Point placement listing:
◇ ◇ ◇ ◇

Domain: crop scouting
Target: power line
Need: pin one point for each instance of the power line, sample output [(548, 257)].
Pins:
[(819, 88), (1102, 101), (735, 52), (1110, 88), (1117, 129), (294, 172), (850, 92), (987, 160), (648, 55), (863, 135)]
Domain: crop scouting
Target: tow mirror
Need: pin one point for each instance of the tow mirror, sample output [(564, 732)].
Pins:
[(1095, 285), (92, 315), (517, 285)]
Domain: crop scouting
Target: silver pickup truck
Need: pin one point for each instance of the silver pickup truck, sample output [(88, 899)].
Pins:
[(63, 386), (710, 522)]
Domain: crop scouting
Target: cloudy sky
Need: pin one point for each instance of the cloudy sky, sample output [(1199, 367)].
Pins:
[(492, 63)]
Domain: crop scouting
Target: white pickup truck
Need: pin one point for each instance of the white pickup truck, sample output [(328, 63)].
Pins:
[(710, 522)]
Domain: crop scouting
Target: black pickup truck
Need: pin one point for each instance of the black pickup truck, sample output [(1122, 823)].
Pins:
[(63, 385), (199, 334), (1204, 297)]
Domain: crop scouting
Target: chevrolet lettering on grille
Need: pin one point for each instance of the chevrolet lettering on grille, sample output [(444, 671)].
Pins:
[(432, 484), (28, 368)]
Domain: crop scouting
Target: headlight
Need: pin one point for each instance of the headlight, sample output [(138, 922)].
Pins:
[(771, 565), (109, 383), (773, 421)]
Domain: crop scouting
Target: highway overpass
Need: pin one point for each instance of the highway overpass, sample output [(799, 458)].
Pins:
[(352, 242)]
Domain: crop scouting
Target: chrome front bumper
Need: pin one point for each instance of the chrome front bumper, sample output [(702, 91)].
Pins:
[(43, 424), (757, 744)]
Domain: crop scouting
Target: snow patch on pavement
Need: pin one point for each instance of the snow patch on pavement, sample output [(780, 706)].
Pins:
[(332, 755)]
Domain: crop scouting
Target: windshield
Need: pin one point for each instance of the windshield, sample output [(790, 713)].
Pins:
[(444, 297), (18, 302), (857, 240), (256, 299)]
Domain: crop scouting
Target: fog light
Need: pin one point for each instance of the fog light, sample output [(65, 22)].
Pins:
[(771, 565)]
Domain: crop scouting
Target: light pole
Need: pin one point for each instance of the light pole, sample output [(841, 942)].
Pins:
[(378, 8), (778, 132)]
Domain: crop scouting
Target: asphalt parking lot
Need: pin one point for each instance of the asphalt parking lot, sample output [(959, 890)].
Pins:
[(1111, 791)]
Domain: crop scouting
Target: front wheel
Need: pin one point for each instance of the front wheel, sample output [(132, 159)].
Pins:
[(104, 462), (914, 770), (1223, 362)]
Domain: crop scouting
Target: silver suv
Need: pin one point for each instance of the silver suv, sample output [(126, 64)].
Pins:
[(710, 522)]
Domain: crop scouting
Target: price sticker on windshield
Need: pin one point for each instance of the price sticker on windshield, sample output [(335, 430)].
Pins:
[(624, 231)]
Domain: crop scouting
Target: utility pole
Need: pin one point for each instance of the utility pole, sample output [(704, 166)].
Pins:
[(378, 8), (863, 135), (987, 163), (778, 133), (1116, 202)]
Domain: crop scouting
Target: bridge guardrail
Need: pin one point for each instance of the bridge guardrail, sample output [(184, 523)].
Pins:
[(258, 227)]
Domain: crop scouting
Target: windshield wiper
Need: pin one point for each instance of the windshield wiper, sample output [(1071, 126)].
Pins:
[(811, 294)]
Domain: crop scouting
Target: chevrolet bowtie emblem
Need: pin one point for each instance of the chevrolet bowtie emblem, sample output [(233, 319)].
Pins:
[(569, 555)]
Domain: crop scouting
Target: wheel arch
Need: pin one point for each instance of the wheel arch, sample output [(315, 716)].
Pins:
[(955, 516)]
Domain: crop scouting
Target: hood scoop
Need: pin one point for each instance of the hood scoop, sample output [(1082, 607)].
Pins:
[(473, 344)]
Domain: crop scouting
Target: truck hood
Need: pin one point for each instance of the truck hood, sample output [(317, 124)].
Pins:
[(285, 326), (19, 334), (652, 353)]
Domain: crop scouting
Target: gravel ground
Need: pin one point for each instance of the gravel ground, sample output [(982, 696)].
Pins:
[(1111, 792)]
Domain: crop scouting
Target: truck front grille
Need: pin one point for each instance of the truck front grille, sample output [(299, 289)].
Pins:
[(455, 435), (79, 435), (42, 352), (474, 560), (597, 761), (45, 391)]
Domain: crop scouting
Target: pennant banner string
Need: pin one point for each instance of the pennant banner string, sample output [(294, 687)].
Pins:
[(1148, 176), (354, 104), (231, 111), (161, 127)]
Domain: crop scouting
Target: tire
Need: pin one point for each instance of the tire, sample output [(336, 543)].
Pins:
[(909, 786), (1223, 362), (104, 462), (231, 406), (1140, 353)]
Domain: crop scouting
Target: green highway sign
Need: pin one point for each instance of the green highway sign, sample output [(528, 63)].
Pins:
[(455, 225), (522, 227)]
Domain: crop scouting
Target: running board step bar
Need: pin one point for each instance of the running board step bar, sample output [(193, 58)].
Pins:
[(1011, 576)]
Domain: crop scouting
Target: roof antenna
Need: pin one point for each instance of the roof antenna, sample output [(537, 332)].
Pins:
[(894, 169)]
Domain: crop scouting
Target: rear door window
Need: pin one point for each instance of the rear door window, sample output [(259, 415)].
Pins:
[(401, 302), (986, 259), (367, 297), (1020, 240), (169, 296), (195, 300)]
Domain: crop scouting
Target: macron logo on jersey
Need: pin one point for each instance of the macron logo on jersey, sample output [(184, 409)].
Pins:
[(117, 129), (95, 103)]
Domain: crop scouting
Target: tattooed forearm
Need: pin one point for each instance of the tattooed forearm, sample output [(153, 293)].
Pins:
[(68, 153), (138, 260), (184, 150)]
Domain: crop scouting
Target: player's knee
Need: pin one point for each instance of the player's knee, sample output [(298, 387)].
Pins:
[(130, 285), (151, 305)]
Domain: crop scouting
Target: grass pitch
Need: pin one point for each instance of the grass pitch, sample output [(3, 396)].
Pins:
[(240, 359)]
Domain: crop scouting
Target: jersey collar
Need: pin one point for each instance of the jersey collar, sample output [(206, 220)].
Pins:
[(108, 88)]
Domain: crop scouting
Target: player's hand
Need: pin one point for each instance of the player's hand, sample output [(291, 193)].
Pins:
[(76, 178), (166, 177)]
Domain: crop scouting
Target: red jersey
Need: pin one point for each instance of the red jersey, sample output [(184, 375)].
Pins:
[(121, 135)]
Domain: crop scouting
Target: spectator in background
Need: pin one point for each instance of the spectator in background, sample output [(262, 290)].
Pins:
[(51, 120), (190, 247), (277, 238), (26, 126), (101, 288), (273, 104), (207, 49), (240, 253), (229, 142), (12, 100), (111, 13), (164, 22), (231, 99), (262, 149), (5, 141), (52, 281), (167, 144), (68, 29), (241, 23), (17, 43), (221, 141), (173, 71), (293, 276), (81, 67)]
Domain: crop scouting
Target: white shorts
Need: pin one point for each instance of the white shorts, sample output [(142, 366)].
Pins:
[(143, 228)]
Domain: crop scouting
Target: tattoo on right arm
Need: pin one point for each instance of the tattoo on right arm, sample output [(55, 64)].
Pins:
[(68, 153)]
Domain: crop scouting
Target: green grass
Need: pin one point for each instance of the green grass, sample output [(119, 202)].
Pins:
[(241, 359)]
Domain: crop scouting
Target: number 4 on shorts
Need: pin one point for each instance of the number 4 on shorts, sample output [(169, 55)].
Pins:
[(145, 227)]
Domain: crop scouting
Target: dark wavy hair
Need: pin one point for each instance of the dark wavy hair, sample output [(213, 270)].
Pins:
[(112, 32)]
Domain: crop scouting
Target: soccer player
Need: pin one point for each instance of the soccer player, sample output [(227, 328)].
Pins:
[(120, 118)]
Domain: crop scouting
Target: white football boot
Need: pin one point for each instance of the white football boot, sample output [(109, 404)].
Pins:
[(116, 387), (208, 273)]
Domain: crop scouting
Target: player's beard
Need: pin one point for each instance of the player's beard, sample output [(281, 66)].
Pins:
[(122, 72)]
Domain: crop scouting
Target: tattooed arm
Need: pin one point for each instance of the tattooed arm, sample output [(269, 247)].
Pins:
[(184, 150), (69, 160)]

◇ ◇ ◇ ◇

**WHAT YOU SHOULD DO:** Starting at the first line of the listing and ending at the line containing "[(1095, 285), (92, 315), (517, 285)]", put those lines into a JSON list of strings, one string per line, with blank lines omitted.

**SOLUTION BELOW:**
[
  "Domain: crop scouting",
  "Target: power line",
  "Need: pin one point for each instance of the power line, sample output [(548, 257)].",
  "Pins:",
  "[(819, 88), (1102, 101), (735, 52), (1110, 88), (1117, 129), (294, 172), (850, 92), (987, 160), (648, 55), (863, 135)]",
  "Domain: crop scouting",
  "Target: tow mirror",
  "Need: pin one point for each instance of the tow mirror, sample output [(564, 732)].",
  "Pins:",
  "[(1095, 285), (92, 315), (517, 285)]"
]